• [PROBLEM TO SOLVE]
Write out the records below exactly as they appear, skipping each picture.

• [MATERIAL SHOWN]
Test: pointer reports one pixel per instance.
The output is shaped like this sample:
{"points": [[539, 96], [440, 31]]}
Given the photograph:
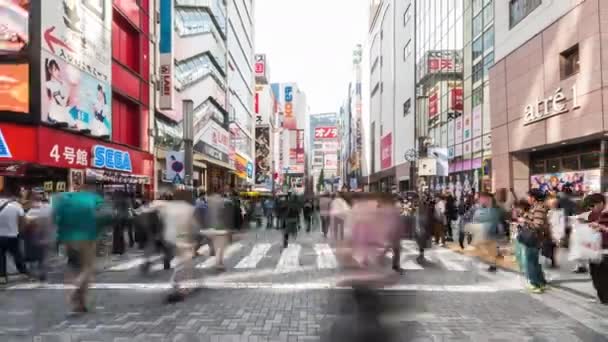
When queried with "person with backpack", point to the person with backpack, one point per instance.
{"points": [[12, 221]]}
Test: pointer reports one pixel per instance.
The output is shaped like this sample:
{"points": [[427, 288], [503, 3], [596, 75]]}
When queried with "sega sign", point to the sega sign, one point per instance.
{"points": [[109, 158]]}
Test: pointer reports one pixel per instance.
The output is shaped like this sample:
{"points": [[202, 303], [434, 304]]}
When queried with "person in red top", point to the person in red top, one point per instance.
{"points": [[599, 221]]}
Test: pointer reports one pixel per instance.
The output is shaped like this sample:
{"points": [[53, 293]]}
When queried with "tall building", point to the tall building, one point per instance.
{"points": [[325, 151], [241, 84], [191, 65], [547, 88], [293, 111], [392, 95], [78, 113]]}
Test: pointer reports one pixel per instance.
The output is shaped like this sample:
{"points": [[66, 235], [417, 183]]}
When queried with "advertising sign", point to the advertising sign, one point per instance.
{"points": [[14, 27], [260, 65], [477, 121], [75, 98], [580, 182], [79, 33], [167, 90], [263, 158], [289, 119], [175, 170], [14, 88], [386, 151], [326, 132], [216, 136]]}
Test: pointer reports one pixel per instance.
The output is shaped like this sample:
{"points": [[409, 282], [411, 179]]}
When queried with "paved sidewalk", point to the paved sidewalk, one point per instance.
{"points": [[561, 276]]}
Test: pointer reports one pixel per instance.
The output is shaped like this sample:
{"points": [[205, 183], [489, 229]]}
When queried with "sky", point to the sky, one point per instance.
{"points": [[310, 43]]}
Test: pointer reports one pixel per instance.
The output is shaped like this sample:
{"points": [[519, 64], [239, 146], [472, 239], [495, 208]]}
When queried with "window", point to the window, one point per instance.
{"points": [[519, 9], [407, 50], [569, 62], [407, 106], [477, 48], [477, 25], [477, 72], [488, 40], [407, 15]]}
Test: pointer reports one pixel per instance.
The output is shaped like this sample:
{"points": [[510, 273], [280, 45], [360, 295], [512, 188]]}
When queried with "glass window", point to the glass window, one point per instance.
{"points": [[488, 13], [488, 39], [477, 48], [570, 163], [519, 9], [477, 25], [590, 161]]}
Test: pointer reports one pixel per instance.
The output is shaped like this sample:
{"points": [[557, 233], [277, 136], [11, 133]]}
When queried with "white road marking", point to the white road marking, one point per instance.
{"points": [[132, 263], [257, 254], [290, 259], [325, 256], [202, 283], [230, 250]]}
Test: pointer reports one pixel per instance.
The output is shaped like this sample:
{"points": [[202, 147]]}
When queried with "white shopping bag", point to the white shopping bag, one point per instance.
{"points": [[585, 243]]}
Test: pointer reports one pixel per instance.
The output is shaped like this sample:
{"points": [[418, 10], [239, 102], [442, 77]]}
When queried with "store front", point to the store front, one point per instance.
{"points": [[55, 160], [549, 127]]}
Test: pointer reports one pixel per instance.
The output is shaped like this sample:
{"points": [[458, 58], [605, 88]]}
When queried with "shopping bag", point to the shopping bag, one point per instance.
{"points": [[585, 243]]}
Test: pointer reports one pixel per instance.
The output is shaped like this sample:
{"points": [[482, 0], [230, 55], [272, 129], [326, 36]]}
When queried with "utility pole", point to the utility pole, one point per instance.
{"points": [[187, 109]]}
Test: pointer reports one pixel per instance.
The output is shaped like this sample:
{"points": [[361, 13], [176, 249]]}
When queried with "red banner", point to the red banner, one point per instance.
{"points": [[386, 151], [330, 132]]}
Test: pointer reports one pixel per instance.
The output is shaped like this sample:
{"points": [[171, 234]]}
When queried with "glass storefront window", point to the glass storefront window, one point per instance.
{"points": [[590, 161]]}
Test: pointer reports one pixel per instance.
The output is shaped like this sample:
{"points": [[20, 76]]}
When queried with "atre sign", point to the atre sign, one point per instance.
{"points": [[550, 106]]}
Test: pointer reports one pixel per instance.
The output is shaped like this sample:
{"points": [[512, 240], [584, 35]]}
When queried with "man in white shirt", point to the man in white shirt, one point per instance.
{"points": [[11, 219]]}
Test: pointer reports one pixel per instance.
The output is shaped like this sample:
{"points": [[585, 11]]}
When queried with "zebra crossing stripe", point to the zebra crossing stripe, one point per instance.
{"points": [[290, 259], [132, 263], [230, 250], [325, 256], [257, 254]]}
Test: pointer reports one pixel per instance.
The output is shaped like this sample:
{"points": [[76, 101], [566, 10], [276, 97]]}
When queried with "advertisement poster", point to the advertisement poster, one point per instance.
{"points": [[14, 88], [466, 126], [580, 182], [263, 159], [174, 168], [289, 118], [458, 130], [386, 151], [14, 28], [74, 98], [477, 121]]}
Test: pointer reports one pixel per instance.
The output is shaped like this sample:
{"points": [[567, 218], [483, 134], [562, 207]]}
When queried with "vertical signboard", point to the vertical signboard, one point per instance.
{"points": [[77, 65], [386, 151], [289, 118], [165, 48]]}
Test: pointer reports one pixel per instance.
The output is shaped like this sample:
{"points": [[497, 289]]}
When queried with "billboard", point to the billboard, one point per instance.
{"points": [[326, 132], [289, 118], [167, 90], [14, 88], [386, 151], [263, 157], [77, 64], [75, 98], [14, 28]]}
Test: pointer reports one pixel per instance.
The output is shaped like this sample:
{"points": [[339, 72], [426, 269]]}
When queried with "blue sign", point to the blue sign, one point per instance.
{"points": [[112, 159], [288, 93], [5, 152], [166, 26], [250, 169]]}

• [WRITTEN REPLY]
Test: pointer reports one pixel per instance.
The output is shaped like this sample:
{"points": [[539, 96], [440, 31]]}
Given the photograph:
When queried with "person with backpack", point to the person with backpack, one point per instance.
{"points": [[12, 221]]}
Test: pointer reports one pixel per instance.
The output is shaped like this sample:
{"points": [[427, 288], [503, 3], [596, 75]]}
When queried with "sega sign", point to the sega sign, one point per instance.
{"points": [[109, 158]]}
Test: pointer reports one pixel per instance.
The output is shaped like this sample:
{"points": [[202, 303], [434, 304]]}
When queried with "person in red top", point to the person in red top, one point per instance.
{"points": [[599, 221]]}
Test: pointer reports one pixel per instance.
The output is shaped like this sample:
{"points": [[53, 293]]}
When queried with "tall building", point to the tall building, one point per instance.
{"points": [[325, 151], [241, 84], [191, 65], [547, 88], [293, 111], [392, 95], [78, 113]]}
Test: pointer reports one pixel per instance.
The output is shaped like this sample:
{"points": [[66, 235], [417, 183]]}
When queried with "advertising sign", point to the advertising sign, one point per instance.
{"points": [[14, 27], [260, 65], [477, 121], [75, 98], [580, 182], [79, 33], [167, 90], [263, 158], [289, 119], [175, 170], [14, 88], [386, 151], [326, 132], [216, 136]]}
Test: pointer reports one pixel per instance.
The output is shaped like this sample:
{"points": [[409, 282], [411, 179]]}
When queried with "paved sidewalk", point to the paved sidewalk, one point per instance.
{"points": [[561, 276]]}
Test: pointer reports one pixel per instance.
The output is shaped like this sample:
{"points": [[205, 183], [489, 229]]}
When queried with "sky", point to the sky, one point per instance.
{"points": [[310, 43]]}
Test: pointer reports one pixel per instance.
The output is shaped like this sample:
{"points": [[519, 64], [239, 146], [472, 239], [495, 208]]}
When queried with "window", point to the window, one point per instance.
{"points": [[519, 9], [407, 50], [569, 62], [407, 106], [477, 48], [477, 25], [477, 72], [488, 40], [407, 15]]}
Test: pointer reports one pixel per instance.
The output is shaped like this sample:
{"points": [[510, 273], [280, 45], [360, 295], [512, 188]]}
When queried with "glass window", point to the glass window, one point per instance.
{"points": [[488, 13], [488, 39], [477, 48], [570, 163], [519, 9], [477, 25], [590, 161]]}
Test: pointer reports one pixel per instance.
The output is shaped like this sample:
{"points": [[557, 233], [277, 136], [11, 133]]}
When queried with "white road marking", point to the white road marking, one point per instance.
{"points": [[132, 263], [257, 254], [290, 259], [325, 256], [202, 283], [230, 250]]}
Test: pointer reports one pixel per instance.
The output is shaped like this sample:
{"points": [[202, 147]]}
When queried with "white shopping bag", point to the white shopping bag, one point per instance.
{"points": [[585, 243]]}
Test: pointer reports one pixel per instance.
The output is shaped like this sample:
{"points": [[418, 10], [239, 102], [442, 77]]}
When queried with "store front", point to the store front, one point per instance.
{"points": [[55, 160], [549, 127]]}
Test: pointer reports one pixel per instance.
The output is shaped like this sample:
{"points": [[458, 58], [605, 88]]}
When queried with "shopping bag", point to the shopping bag, one point per instance.
{"points": [[585, 243]]}
Test: pointer reports one pixel per instance.
The output is shaped like this sample:
{"points": [[482, 0], [230, 55], [272, 129], [326, 36]]}
When queried with "utility pole", point to the utility pole, one point per instance.
{"points": [[187, 109]]}
Test: pointer reports one pixel per instance.
The output is shaped like this sample:
{"points": [[361, 13], [176, 249]]}
When queried with "red banner", point to the red banner, one point per instance.
{"points": [[386, 151], [330, 132]]}
Test: pointer reports one pixel per instance.
The output is shaped like this sample:
{"points": [[171, 234]]}
When queried with "glass storefront window", point to the glass storefront window, one point per instance.
{"points": [[590, 161]]}
Test: pointer reports one pixel per instance.
The output is shaped like this sample:
{"points": [[20, 76]]}
When queried with "atre sign", point to the atre sign, one point per instance.
{"points": [[550, 106]]}
Test: pointer reports one pixel per instance.
The output is shaped like this sample:
{"points": [[512, 240], [584, 35]]}
When queried with "man in white shirt", point to the man in white shirt, one point per instance.
{"points": [[11, 219]]}
Test: pointer reports one pixel per instance.
The output is shaped like this sample:
{"points": [[585, 11]]}
When queried with "zebra crossing stripe", point to the zebra crossing stripe, one point per instance.
{"points": [[290, 259], [132, 263], [230, 250], [325, 256], [257, 254]]}
Test: pointer reports one pixel per instance.
The output is shaped like this sample:
{"points": [[76, 101], [566, 10], [276, 97]]}
When queried with "advertisement poster", point to the advertisement poster, one point per instance.
{"points": [[14, 88], [466, 126], [580, 182], [263, 159], [174, 168], [289, 118], [458, 130], [386, 151], [14, 28], [74, 98], [477, 121]]}
Test: pointer reports one pixel per instance.
The output is shaped like this sample:
{"points": [[567, 218], [483, 134], [562, 207]]}
When queried with "vertical signboard", point to the vertical signboard, one point per instance.
{"points": [[77, 65], [386, 151], [289, 118], [165, 48]]}
Test: pointer reports one pixel per instance.
The output is shaped like this sample:
{"points": [[497, 289]]}
When queried with "billboard", point to the billboard, one point per instance.
{"points": [[326, 132], [289, 118], [167, 90], [14, 88], [386, 151], [263, 157], [77, 64], [75, 98], [14, 28]]}
Test: pointer reports one pixel per instance.
The output is shaped like this sample:
{"points": [[339, 72], [426, 269]]}
When queried with "blue sign", point to the blue sign, one point per instance.
{"points": [[112, 159], [288, 93], [5, 152], [166, 26], [250, 169]]}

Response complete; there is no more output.